- **PROBLEM DESCRIPTION**
Can you retype each line of the listing below without changing a word, leaving the pictures out of your answer?

[start EXERCISE INPUT]

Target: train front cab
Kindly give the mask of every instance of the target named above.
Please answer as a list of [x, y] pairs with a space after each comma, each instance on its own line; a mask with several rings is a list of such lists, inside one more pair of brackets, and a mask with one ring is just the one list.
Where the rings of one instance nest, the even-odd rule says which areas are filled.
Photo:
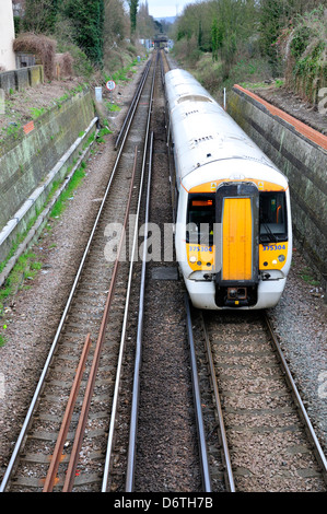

[end EXERCISE INPUT]

- **THE ANSWER**
Target: train front cab
Kindly give the mask of every instance of the target named above.
Please answer as a list of [x, y] pairs with a space after each comma, each instance on its own line; a mask with several rings is a list of such lists, inside one more pair of brackets, and a mask with one ring is just the one list.
Where the rings of one instance nest, the even-odd rule says which areas are filled.
Photo:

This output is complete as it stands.